--- Task goal ---
For the entries below, work out how many lines include the string "cobalt", then write only that number.

[Stored entries]
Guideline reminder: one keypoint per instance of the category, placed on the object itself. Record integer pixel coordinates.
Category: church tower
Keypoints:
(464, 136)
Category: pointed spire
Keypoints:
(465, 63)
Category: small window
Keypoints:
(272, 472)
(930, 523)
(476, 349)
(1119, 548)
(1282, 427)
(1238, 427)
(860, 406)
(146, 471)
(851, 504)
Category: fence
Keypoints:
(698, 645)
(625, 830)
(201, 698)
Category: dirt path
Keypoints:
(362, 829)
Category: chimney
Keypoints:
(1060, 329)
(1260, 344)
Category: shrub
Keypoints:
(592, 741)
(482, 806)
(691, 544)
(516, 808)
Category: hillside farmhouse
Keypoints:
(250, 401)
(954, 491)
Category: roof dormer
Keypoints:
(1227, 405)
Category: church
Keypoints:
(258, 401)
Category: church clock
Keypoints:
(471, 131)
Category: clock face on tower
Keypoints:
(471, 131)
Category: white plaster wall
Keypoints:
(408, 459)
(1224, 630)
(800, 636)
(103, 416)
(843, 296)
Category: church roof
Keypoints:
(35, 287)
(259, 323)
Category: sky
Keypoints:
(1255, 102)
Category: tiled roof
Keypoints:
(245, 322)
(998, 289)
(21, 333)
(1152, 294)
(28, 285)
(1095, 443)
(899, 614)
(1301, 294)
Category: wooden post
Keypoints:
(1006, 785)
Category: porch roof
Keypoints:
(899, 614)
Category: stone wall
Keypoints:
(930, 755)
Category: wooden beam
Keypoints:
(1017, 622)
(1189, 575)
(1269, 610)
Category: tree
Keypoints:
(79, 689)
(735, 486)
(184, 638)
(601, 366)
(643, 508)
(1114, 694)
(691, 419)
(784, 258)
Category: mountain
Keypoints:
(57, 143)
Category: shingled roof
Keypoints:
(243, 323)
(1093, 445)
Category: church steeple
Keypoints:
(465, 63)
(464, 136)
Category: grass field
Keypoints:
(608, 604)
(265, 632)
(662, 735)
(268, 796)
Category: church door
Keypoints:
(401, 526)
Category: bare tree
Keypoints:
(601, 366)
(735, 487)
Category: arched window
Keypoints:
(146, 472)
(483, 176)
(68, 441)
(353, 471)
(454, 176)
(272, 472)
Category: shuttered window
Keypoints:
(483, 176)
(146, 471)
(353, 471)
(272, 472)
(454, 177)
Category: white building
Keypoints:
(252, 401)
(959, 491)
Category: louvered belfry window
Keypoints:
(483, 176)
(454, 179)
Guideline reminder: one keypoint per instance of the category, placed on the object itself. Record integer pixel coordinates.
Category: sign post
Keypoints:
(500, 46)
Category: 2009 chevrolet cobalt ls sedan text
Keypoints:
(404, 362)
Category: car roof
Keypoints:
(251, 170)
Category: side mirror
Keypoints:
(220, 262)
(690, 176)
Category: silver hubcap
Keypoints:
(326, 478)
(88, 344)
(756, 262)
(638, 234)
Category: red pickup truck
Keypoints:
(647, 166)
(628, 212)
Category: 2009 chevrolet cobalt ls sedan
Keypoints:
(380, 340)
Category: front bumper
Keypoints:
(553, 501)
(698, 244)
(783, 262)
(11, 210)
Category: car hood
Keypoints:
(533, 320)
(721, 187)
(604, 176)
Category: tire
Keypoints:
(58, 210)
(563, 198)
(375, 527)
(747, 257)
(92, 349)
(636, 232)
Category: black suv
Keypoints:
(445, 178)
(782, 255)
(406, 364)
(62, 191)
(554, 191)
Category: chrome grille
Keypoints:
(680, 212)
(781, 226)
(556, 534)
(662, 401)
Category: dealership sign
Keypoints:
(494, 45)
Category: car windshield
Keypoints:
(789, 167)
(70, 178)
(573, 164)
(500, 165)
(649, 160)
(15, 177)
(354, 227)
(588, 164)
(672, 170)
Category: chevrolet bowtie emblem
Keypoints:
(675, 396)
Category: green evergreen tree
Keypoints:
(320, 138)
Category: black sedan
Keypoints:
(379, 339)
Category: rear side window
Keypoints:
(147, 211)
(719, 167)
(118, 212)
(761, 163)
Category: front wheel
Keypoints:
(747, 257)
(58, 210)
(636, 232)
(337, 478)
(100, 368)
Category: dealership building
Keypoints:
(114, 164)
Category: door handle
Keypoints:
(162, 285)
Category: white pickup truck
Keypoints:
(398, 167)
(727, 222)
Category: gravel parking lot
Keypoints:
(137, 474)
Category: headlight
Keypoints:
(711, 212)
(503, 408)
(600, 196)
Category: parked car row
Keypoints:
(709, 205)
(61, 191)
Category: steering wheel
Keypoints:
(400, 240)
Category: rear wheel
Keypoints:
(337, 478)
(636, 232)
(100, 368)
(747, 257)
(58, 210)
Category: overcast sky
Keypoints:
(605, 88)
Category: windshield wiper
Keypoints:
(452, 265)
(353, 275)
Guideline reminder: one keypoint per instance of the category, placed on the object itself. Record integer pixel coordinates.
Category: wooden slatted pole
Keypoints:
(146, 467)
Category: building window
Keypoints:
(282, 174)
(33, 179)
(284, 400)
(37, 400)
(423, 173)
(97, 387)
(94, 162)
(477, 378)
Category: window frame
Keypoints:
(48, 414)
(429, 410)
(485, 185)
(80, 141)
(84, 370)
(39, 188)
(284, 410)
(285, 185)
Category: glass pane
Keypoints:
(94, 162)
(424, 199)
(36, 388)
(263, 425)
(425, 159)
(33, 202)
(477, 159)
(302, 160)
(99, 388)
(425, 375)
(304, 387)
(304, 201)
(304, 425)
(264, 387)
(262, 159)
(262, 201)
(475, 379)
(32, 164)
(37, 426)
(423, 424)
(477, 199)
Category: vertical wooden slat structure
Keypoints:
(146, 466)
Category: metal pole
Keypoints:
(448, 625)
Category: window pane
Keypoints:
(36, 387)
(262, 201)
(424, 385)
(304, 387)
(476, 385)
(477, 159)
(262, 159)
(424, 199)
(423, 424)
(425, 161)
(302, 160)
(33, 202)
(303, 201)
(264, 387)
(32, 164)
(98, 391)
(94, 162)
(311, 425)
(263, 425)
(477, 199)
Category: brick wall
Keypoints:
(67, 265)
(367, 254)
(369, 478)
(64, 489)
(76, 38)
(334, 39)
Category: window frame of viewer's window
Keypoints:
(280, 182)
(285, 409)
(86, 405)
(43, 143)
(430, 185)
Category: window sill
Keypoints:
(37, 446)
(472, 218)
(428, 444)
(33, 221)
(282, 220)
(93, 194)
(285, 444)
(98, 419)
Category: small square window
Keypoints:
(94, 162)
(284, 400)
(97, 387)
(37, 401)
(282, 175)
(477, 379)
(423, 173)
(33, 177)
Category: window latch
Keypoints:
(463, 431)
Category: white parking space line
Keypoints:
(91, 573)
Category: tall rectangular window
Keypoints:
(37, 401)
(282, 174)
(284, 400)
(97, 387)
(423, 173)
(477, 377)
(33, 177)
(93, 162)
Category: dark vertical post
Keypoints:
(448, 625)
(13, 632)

--- Written answer ---
2